> Excerpt:
..............................
Physical Mapping by STS Hybridization: Algorithmic Strategies and the Challenge of Software Evaluation

Abstract
An important tool in the analysis of genomic sequences is the physical map. In this paper we examine the construction of physical maps from hybridization data between sequence tag sites (STS) probes and clones of genomic fragments. An algorithmic theory of the mapping process, a proposed performance evaluation procedure, and several new algorithmic strategies for mapping are given. A unifying theme for these developments is the idea of a "conservative extension." An algorithm, measure of algorithm quality, or description of physical map is a conservative extension if it is a generalization for data with errors of a corresponding concept in the error-free case. In our algorithmic theory we show that the nature of hybridization experiments imposes inherent limitations on the mapping information recorded in the experimental data. We prove that only certain types of mapping information can be reliably calculated by any algorithm. A test generator is then presented along with quantitative measures for determining how much of the possible information is being computed by a given algorithm. Weaknesses and strengths of these measures are discussed. Each of the new algorithms presented in this paper is based on combinatorial optimizations. Despite the fact that all the optimizations are NP-complete, we have developed algorithmic tools for the design of competitive approximation algorithms. We apply our performance evaluation program to our algorithms and obtain solid evidence that the algorithms are capable of retrieving high-level reliable mapping information.
..............................
> Entries provided:
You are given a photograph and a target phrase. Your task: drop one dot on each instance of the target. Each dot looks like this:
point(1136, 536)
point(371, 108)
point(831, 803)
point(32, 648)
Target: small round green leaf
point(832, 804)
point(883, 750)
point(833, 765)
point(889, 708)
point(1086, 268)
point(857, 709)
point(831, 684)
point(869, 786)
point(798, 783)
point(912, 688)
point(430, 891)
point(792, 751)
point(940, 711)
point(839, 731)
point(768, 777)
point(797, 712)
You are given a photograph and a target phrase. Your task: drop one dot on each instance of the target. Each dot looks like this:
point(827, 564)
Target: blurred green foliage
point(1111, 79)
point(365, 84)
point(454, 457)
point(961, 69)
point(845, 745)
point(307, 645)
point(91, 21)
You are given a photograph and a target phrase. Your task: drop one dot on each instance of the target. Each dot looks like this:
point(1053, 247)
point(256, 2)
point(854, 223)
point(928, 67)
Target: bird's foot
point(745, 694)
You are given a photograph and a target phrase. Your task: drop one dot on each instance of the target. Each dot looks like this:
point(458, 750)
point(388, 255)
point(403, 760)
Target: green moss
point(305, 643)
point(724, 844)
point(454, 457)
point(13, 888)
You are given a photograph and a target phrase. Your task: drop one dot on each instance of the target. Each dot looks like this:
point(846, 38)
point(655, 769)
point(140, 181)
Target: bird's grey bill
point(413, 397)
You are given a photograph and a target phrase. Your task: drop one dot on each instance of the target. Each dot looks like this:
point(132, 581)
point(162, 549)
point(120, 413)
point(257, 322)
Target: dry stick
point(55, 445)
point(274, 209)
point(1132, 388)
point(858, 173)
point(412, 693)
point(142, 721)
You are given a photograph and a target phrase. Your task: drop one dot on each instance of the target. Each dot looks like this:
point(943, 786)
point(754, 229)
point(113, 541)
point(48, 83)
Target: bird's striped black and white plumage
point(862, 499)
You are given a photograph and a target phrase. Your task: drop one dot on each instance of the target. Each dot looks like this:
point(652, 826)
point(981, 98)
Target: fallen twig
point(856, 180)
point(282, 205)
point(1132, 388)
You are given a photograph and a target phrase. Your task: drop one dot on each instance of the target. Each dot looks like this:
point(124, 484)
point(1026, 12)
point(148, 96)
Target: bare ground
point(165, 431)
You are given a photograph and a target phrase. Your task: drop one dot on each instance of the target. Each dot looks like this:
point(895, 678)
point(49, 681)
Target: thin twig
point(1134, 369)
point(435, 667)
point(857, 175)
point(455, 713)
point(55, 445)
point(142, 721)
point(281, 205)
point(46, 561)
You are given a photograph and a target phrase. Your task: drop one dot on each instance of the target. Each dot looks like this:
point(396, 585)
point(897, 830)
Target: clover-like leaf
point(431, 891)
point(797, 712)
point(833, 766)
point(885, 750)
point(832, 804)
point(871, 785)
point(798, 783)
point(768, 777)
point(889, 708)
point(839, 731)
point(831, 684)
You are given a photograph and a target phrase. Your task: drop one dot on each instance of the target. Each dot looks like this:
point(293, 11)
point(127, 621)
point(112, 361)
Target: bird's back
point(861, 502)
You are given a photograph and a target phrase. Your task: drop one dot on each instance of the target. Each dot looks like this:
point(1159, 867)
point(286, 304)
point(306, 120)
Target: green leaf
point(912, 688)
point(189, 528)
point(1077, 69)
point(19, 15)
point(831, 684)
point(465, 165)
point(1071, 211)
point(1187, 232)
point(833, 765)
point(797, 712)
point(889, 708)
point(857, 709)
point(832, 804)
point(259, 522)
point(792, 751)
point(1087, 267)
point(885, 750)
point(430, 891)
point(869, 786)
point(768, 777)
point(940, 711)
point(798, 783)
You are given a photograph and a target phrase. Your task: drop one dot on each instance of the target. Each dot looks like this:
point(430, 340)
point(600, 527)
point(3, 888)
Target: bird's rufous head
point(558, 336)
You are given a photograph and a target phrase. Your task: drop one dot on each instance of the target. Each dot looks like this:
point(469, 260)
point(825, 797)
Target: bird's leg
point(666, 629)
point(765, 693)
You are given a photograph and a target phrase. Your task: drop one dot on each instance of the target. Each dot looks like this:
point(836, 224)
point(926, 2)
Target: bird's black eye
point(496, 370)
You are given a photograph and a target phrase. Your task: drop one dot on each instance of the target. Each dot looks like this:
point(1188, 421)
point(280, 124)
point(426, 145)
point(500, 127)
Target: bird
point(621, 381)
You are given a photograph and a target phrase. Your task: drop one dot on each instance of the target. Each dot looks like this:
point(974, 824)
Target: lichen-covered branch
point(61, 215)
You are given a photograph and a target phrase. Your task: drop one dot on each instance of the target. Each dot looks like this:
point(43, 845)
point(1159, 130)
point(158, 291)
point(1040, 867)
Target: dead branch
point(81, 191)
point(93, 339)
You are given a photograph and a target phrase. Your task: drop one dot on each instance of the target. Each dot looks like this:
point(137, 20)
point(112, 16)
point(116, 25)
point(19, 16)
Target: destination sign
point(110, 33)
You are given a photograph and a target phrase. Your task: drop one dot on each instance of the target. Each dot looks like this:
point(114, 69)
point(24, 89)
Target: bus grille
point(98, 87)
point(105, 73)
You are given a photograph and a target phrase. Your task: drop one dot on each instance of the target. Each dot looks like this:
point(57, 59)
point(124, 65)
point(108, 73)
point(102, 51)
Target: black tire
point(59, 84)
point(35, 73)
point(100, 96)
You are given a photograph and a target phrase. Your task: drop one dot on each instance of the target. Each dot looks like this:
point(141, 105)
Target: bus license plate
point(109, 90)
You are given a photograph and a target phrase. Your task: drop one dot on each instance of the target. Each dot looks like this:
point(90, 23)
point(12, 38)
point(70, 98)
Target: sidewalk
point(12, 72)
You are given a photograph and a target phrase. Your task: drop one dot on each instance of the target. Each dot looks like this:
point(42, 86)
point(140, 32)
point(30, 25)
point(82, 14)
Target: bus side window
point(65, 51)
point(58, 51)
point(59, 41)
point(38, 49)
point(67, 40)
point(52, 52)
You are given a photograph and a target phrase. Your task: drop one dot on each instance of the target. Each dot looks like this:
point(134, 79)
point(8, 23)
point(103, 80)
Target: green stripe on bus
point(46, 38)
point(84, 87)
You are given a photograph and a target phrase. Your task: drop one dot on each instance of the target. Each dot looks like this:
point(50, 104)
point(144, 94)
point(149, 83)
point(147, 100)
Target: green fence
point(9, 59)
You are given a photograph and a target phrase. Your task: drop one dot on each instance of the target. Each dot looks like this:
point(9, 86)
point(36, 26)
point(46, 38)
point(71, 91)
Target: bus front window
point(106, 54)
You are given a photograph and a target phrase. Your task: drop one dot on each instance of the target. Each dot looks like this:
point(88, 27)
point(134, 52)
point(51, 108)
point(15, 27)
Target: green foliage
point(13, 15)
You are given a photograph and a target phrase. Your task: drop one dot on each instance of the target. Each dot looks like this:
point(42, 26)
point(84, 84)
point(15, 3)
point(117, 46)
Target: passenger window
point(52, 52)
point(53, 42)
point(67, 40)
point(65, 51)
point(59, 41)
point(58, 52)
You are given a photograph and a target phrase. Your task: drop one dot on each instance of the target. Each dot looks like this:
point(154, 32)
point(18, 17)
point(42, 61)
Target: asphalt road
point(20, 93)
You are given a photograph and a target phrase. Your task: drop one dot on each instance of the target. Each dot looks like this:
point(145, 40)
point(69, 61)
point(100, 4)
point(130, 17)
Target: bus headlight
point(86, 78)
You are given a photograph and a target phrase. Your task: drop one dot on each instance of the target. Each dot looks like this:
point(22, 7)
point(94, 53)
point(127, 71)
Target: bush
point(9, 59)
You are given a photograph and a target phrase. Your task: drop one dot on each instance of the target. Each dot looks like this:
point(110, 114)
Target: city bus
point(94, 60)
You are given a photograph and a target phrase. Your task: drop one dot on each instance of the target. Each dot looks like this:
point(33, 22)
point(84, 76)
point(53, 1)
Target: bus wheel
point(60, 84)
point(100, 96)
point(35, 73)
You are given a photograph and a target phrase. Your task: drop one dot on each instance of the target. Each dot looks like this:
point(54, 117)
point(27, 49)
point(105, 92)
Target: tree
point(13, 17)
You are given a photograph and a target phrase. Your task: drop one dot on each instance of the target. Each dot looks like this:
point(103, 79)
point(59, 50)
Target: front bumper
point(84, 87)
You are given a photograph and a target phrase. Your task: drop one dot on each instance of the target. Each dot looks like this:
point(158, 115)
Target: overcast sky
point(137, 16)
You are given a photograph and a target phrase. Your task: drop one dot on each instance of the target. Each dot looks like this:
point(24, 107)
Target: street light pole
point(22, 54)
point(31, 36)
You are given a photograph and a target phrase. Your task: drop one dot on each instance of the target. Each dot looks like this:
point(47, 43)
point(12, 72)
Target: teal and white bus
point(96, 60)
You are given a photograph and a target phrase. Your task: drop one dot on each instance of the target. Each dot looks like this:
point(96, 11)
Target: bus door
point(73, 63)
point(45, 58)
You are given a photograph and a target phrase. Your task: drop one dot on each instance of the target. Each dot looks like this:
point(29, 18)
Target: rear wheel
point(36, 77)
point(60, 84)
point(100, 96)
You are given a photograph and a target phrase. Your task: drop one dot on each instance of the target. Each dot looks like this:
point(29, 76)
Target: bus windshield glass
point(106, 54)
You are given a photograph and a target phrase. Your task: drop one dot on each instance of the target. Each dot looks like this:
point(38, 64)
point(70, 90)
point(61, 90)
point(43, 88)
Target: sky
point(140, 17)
..............................
> What you should do: According to the physical mapping abstract, what kinds of things can be a "conservative extension"? List them all. The records have nothing to do with the abstract.

> Output for this task:
- An algorithm
- A measure of algorithm quality
- A description of physical map